SUPPLIED PASSAGE:
★ ★ ★ ★

If you believe what you hear and read from that crowd, you’d think that the economic devastation that the UK is only just starting to feel – a huge drop in GDP, a quarter of the working population furloughed, mass unemployment on the way – is all the result of lockdown.

This is true, but only on the shallowest of levels: if we had a perfectly healthy economy without the menace of coronavirus, it would indeed be hugely damaging to inflict lockdown measures upon it. That’s why no sane government would ever propose such a thing, and no government did so now.

If we used the analogy of a sickness affecting a person, rather than a society, coronavirus would be something like a cancer, for which chemotherapy was a useful part of the treatment mix. If you allowed yourself to forget the underlying cancer, the chemotherapy would seem like it was the source of all the damage.

A sizeable minority of the elite, mostly though not entirely on the right of politics, appear to have forgotten the underlying facts of coronavirus. It is a highly infectious disease which affects a substantial minority of those who catch it very severely.

Even so-called ‘mild’ cases can take weeks to recover from, and more serious cases often need hospital beds or even intensive care for weeks if not months. Without the lockdown, the NHS would have been quickly overwhelmed, deaths could have been orders of magnitude higher than they were, and fear alone would soon have kept people home.

That underlying reality has not changed. The UK’s track and trace system is patchy at best, our testing is riddled with delayed, there is no reliable treatment for coronavirus anywhere in the world, despite some advances, and we are still months if not years away from having a mass-produced vaccine.

Anyone calling for the government to fully reopen, or for it to ‘rule out’ a second lockdown – as former Conservative leader and foreign secretary William (now Lord) Hague did this week – to ‘protect the economy’ is fundamentally misunderstanding reality.

★ ★ ★ ★

Stored items:
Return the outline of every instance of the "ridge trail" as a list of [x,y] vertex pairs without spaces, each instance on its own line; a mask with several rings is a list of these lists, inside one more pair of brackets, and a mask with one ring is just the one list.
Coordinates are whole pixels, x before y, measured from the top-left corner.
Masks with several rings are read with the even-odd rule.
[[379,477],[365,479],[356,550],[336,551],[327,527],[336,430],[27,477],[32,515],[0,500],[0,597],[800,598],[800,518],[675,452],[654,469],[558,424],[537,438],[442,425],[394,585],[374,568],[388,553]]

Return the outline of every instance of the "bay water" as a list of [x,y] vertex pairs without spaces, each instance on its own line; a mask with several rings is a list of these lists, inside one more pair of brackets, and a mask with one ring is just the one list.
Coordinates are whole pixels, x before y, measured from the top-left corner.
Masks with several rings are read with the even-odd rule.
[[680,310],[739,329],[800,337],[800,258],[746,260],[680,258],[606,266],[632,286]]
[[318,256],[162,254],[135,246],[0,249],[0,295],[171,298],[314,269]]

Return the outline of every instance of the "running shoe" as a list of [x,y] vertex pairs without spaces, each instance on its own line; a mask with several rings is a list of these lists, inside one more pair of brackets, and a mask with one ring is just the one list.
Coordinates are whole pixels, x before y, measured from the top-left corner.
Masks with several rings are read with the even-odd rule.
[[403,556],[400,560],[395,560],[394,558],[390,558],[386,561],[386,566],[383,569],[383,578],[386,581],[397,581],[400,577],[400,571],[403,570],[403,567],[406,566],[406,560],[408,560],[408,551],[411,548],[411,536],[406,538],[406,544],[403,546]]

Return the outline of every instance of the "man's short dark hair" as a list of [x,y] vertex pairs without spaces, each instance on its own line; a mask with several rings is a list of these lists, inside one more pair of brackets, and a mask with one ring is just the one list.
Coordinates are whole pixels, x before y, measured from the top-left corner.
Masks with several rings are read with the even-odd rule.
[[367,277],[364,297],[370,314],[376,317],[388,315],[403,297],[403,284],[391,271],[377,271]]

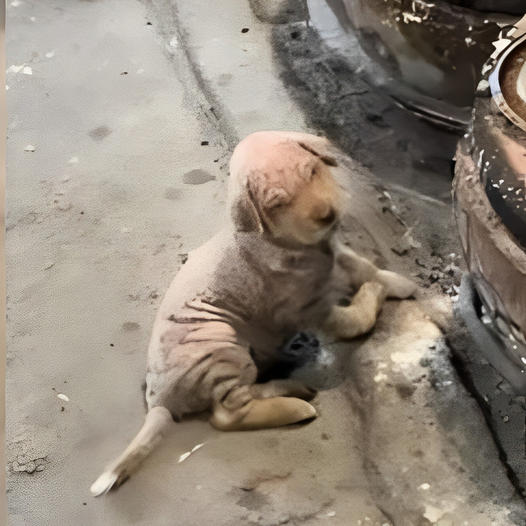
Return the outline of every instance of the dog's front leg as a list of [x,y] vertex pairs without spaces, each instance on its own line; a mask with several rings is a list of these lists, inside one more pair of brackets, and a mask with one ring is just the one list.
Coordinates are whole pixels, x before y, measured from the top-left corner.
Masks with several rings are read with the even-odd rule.
[[381,283],[365,282],[349,306],[332,307],[324,329],[342,339],[356,338],[368,333],[376,323],[385,295],[385,287]]
[[336,250],[336,263],[348,273],[351,285],[360,287],[367,281],[376,281],[384,286],[388,298],[409,298],[417,288],[410,279],[390,270],[379,269],[368,259],[340,243]]

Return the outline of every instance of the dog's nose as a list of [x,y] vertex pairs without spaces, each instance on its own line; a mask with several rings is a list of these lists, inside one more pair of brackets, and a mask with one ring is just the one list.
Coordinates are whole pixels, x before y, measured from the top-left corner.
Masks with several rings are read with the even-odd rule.
[[318,221],[323,225],[330,225],[336,220],[336,210],[329,208],[329,211],[322,217],[318,218]]

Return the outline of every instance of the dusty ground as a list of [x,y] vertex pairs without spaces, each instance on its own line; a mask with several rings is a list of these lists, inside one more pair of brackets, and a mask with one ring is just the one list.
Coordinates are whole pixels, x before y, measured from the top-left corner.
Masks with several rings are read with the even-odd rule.
[[[140,426],[155,310],[184,255],[223,220],[232,146],[257,129],[312,126],[282,81],[272,26],[247,2],[176,4],[8,5],[10,524],[524,524],[449,362],[439,325],[451,305],[437,284],[295,373],[321,389],[316,421],[230,434],[188,421],[119,491],[89,496]],[[430,254],[454,230],[415,219],[447,232],[442,195],[397,178],[391,200],[365,169],[342,174],[355,244],[422,273],[418,257],[391,250],[413,226],[420,263],[446,258]]]

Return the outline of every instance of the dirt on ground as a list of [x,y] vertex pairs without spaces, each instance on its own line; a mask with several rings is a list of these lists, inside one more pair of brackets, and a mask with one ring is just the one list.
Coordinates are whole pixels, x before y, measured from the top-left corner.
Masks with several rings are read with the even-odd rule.
[[92,498],[142,423],[162,294],[225,220],[232,147],[258,129],[323,130],[248,2],[24,0],[7,16],[9,524],[524,524],[442,332],[460,272],[449,204],[429,174],[390,186],[381,141],[381,173],[342,159],[347,234],[416,279],[416,300],[388,302],[370,336],[324,340],[293,373],[320,390],[313,422],[174,424]]

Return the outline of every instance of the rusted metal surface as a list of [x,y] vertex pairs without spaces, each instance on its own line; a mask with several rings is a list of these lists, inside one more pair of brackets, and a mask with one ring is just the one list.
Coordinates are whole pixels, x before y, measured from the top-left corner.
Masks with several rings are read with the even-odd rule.
[[442,0],[327,3],[342,27],[357,32],[366,53],[385,72],[377,82],[408,109],[453,127],[468,125],[492,42],[501,25],[516,20]]

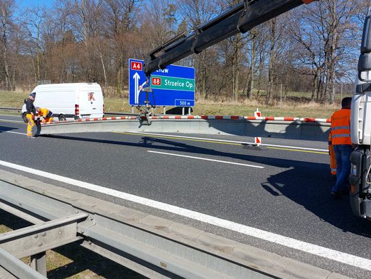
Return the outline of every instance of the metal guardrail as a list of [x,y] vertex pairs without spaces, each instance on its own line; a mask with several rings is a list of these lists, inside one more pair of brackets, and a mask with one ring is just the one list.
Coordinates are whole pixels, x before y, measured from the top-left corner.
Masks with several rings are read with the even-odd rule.
[[22,110],[22,108],[0,108],[0,110]]
[[[83,247],[150,278],[337,278],[292,259],[1,169],[0,208],[21,211],[23,218],[38,223],[0,235],[0,248],[18,258],[38,253],[41,269],[46,263],[40,253],[81,239]],[[25,252],[16,250],[19,241]],[[0,267],[10,270],[21,265],[5,254]]]

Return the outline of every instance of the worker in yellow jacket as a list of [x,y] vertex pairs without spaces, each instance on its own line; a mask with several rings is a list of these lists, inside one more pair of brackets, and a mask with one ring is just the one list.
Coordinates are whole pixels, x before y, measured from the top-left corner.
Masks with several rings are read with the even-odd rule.
[[38,117],[43,117],[44,118],[43,123],[50,122],[50,119],[53,116],[53,112],[52,112],[47,108],[36,108],[36,111]]
[[34,121],[35,114],[36,114],[36,108],[34,106],[34,101],[35,101],[36,93],[32,93],[30,94],[28,98],[25,100],[25,104],[26,105],[26,119],[27,121],[27,138],[34,138],[32,134],[32,131],[34,130],[34,126],[35,125],[35,122]]

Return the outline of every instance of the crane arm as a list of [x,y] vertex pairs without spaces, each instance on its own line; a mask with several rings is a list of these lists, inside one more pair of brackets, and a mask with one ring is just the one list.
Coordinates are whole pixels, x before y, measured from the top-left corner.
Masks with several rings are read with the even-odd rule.
[[[303,3],[316,0],[244,0],[215,19],[182,34],[153,50],[144,60],[147,76],[192,53],[199,53],[238,32],[254,27]],[[160,53],[158,56],[157,53]]]

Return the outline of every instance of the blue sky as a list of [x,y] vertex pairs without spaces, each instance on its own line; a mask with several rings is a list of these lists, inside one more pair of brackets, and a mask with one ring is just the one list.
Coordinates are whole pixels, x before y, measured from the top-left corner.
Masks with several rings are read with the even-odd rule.
[[16,3],[19,5],[20,7],[32,7],[37,5],[51,5],[54,2],[54,1],[45,0],[16,0]]

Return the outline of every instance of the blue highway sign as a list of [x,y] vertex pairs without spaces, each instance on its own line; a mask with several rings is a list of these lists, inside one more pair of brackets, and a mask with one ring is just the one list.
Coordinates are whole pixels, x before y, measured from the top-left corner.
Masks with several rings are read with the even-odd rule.
[[147,82],[144,61],[129,59],[129,104],[144,105],[146,93],[143,87],[150,86],[148,93],[152,105],[168,106],[194,106],[194,68],[169,65],[152,73]]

★ ★ ★ ★

TASK TO COMPLETE:
Pick up the commentary on lockdown and the economy where it ends and carry it forward.

WRITTEN RESPONSE:
If we get a severe second wave of coronavirus, it will do even more damage to the economy than the lockdown did. Our first wave was more severe, and the lockdown longer, because we dithered rather than shut down quickly – which would have let us reopen more quickly.

Conservatives such as Hague are imagining a world where politicians and policymakers have an unbelievably hard – even callous – decision to make. They imagine Boris Johnson’s hand over a dial where the economy lies at one end, and coronavirus at another, and he has to pick the right number of fatalities to keep Britain’s businesses alive.

That’s not, thankfully, the world we actually live in. Keeping coronavirus in check and minimising damage to our economy are perfectly aligned as goals – it will cause economic damage to manage coronavirus, but far less than it would to ignore it and reopen without a plan.

We should not be comparing our performance to a world in which coronavirus didn’t mutate or one in which it was successfully contained. That’s not the world we live in. Our options now are whether the damage is ‘bad’, ‘awful’ or ‘catastrophic’.

This is not a good time for unfounded optimism. During a pandemic, optimism gets you killed, and puts those around you at risk. During a recession, optimism leaves you broke – and possibly your business too. Now is a time for realists.

Phase one of coronavirus was botched, from beginning to end. It will be years until official inquiries decide why or who was to blame, but the UK reacted slowly and indecisively, leaving us with one of the highest death tolls in the world, a commensurately long lockdown, and with larger economic damage to come.

Two errors do not a right answer make, though. Losing a tyre on lap one of a race does not mean we should accelerate all the faster on lap two to make up for lost time. We need to accept a pit stop. It is precisely because the lockdown was long and painful that we need to reopen slowly and carefully, and actually get the systems in place that we should have had long ago. That, rather than a chaotic and rushed reopening, is what will keep the death toll down in future, and what will minimise the economic damage.

In a perverse way, Johnson is in a lucky position: the choices that will keep the most people alive are the ones that will protect the economy, too. He should not listen to the demons at his shoulder who claim otherwise.